[Excerpts from point annotation data]
• • •

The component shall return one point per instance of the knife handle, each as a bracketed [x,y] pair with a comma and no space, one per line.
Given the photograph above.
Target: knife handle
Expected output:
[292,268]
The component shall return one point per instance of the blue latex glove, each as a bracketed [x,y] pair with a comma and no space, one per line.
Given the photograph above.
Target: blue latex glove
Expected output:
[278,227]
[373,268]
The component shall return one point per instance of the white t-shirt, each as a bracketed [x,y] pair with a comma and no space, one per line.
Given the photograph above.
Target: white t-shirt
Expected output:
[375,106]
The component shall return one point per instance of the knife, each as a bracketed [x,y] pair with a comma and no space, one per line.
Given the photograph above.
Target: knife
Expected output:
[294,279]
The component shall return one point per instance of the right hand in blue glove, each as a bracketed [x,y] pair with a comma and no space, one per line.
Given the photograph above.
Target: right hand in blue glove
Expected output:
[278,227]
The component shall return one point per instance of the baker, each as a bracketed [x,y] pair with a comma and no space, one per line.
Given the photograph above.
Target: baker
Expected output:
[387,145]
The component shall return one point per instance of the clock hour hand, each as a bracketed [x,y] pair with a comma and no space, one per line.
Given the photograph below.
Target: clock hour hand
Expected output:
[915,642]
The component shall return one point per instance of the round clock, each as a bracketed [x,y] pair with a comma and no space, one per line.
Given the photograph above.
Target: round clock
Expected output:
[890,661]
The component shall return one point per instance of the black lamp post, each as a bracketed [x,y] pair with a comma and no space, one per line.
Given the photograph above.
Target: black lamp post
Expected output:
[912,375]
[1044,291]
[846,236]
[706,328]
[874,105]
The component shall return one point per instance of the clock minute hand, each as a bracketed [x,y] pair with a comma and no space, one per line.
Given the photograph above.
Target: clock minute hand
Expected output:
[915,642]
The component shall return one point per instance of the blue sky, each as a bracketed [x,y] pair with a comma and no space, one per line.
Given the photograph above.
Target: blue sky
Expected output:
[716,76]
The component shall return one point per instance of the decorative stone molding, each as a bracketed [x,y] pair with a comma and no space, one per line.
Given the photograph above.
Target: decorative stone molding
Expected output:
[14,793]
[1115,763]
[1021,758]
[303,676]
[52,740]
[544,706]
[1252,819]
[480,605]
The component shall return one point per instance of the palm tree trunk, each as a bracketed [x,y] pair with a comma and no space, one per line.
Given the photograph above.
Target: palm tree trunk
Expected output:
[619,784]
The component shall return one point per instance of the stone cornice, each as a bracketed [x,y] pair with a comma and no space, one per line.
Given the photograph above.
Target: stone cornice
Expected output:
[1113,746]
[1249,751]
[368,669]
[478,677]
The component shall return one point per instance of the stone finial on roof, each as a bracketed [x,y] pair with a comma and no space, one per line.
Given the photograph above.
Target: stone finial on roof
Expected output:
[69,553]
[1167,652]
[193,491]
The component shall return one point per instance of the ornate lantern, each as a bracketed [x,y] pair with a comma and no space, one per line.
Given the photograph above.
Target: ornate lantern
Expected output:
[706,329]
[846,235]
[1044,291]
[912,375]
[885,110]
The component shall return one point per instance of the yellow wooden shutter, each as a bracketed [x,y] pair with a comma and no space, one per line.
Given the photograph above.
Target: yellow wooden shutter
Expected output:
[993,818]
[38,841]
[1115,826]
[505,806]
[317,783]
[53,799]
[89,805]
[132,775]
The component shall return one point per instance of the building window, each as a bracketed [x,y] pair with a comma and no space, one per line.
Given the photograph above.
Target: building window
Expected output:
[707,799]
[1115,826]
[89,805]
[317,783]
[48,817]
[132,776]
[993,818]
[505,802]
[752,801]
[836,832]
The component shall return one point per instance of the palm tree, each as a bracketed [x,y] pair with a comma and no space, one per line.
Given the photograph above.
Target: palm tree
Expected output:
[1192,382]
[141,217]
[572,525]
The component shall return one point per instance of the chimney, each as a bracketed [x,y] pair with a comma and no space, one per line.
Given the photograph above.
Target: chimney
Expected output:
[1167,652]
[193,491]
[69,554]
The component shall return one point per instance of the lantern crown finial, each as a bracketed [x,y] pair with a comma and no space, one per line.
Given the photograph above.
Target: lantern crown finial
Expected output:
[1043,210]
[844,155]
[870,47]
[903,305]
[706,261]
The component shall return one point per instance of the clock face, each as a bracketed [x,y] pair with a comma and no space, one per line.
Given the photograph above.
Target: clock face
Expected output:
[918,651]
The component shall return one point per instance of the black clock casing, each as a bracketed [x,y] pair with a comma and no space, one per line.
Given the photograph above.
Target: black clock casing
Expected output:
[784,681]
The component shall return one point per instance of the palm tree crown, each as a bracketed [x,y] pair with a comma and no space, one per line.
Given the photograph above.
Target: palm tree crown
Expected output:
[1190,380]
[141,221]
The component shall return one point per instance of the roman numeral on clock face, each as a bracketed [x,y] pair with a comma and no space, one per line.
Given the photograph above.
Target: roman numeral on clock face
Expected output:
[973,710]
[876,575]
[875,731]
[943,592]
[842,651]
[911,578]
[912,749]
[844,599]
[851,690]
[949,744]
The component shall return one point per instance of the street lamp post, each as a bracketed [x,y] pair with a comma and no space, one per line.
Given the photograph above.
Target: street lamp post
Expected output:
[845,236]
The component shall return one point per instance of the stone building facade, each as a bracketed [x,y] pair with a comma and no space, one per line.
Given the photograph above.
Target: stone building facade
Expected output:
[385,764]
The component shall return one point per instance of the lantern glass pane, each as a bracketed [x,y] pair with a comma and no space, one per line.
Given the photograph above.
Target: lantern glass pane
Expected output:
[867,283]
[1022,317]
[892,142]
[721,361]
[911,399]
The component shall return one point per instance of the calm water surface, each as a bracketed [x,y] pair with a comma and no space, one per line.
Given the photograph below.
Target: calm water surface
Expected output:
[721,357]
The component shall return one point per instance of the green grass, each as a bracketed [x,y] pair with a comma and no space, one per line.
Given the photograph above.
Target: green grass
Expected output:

• • •

▶ [Exercise directions] Rewrite the rows above, substituting "square-bracketed" for every occurrence of "bracketed" and leaving everything else as it is.

▶ [The answer]
The component shall return one point per instance of the knife handle, each as a square-bracketed [x,y] pair with a comma and no space, one per line.
Given the photograph above.
Target: knife handle
Expected output:
[292,268]
The component shall return one point per instance of the blue latex glove, each as a square-bracketed [x,y] pair with a comma and no space, one per line.
Given the photograph above.
Target: blue latex glove
Expected output:
[278,227]
[373,268]
The component shall return one point per instance of the white t-shirt, each as a square-bracketed [x,y] pair with a comma and no space, one per line.
Given the photograph above.
Target: white t-shirt
Expected output:
[375,106]
The component shall return one point per instance of the knife, each as a square-bracketed [x,y] pair with a comma and no space, one per line.
Given the photograph above.
Target: knife
Expected output:
[294,279]
The component shall return one point per instance of the right hand in blue glove, each as a square-bracketed [x,y] pair with a comma and no space, one per line.
Given the photograph above.
Target: right hand in blue glove
Expected output:
[278,227]
The component shall return one point per instance of the baker, each as a square-bracketed [x,y] pair with a comma and no space, one per line.
Given the photograph above.
Target: baker
Expected output:
[387,145]
The component shall return one point per instance of the clock hour hand, each as a square-bracketed [x,y] pair with a comma and no space, one per line.
Given the photograph below.
Target: clock hour hand
Expected output:
[915,642]
The component shall return one point per instance of the round clock, each as a square-bracketed [x,y] pair with a comma and no space, one per line.
Given the photograph above.
Target: round clock
Expected output:
[890,661]
The component shall return one point per instance of the black lamp post, each as a square-bracketed [x,y] pair with a comma and no space, one per line.
Given the photograph above.
Target: black lamp post
Expected output:
[912,375]
[1044,291]
[846,236]
[706,328]
[874,105]
The component shall return one point per instance of the clock minute hand, each as a square-bracketed [x,y] pair with a comma and no space, one per line.
Given the photograph above.
Target: clock minute hand
Expected output:
[915,642]
The component shall return one point per instance of the blue sky, each as a square-bracketed [x,y] pair with a comma and no space, one per line.
Given the photograph above.
Target: blue sky
Expected output:
[716,76]
The component shall return one point per instance of the decorative stone molding, each as a square-bracketed [x,y] pair with a comma and no space, one per line.
Given the photograph above.
Target: decorative stone molding
Expected output:
[14,793]
[1115,763]
[1021,758]
[303,676]
[52,740]
[544,706]
[1252,819]
[480,605]
The component shall return one point per instance of the palm tree trunk, each as a square-bracketed [x,y] pair with a comma and no space, one per line.
Given the photograph above.
Target: palm tree trunk
Expected output:
[619,784]
The component shall return one point per instance of the stone cornice, each as a square-bracketed [x,y] pair with a comma and no space, one per line.
Given the photograph above.
Target: stone cornice
Expected output:
[1113,746]
[1249,751]
[368,669]
[478,677]
The component shall return one point per instance of the stone finial on roof, each as a square-bracketed [x,y] pair with a comma and no space, one per line.
Given the photograph above.
Target: stone finial on roof
Expected output:
[69,553]
[1167,652]
[193,491]
The component shall return one point per instance of the ornate lantern, each as a square-bracketed [x,y] pair with a comma and no space, one per line.
Given the photograph above.
Target: ornate lantern
Expected output:
[706,329]
[846,235]
[1044,291]
[912,375]
[885,110]
The component shall return one point per instance of the yellow wooden shutter, each as a square-bracketed [x,y] pair with a comma and no space, one per line.
Given the photograph above.
Target: yellow wooden shutter
Expected output:
[993,818]
[38,841]
[1115,826]
[505,806]
[317,783]
[53,799]
[89,805]
[132,775]
The component shall return one point per instance of the building window, each as a square-bracketed [x,y] pair with a comma and no space, one per line.
Given the photograph above.
Target: building window
Expected output:
[707,799]
[1115,826]
[89,805]
[317,783]
[48,817]
[132,776]
[993,818]
[505,802]
[752,801]
[836,832]
The component shall return one point per instance of the palm tree, each as a square-bracketed [x,y] pair with a comma and no space, one per line.
Given the photograph above.
Target: palm tree
Expected output:
[1192,382]
[141,217]
[572,525]
The component shall return one point per instance of the chimney, each as a square-bracketed [x,y] pair with a comma and no space, one per line.
Given the photograph above.
Target: chimney
Expected output:
[1167,652]
[193,491]
[69,554]
The component shall return one point per instance of the lantern crown finial, each as a square-bracketed [x,y] pair with a comma and no space, one per line.
Given the photograph above.
Target: lantern crown finial
Expected output:
[1043,210]
[844,155]
[870,47]
[903,305]
[706,261]
The component shall return one point per instance of the clock face, each as a square-bracketed [x,y] pair with a comma and no space, one per line.
Given the photograph above.
Target: clock face
Expected output:
[918,651]
The component shall return one point per instance of the black clock casing, each as a square-bracketed [x,y] pair with a comma and no space, one per line.
Given the photograph above.
Target: black clock casing
Expected output:
[784,681]
The component shall return one point per instance of the palm tree crown, each as a square-bracketed [x,y] pair with a comma and no space, one per line.
Given the photograph above.
Target: palm tree crown
Expected output:
[1190,380]
[141,221]
The component shall return one point per instance of the roman numeral on clock face, each as a square-bracketed [x,y] pair with a comma and no space, one per line.
Given the photograph above.
Target: roman numeral on clock face
Expected output:
[973,710]
[876,575]
[875,731]
[943,592]
[842,651]
[911,578]
[912,749]
[844,599]
[851,690]
[949,744]
The component shall return one point per instance of the street lamp post, each as a square-bracketed [x,y] pair with a comma and no space, one per line.
Given the photograph above.
Target: street lamp post
Expected output:
[845,236]
The component shall return one point per instance of the stone building facade, each as a square-bracketed [x,y] pair with a comma and no space, one per line.
Given the photograph above.
Target: stone building facade
Expected output:
[385,764]
The component shall return one point per instance of the lantern glass pane, each as a square-bracketed [x,y] pair with a comma and no space, one per line.
Given the photograph above.
Target: lantern glass pane
Expected output:
[867,283]
[1022,317]
[892,142]
[721,361]
[911,399]
The component shall return one point per instance of the calm water surface, each as a square-bracketed [x,y] pair with a comma and no space, one per line.
Given the photograph below.
Target: calm water surface
Expected output:
[721,357]
The component shall return one point per instance of the green grass, each as a square-bracketed [x,y] pair with a comma and no space, one per line.
Given the photograph above.
Target: green grass
Expected output:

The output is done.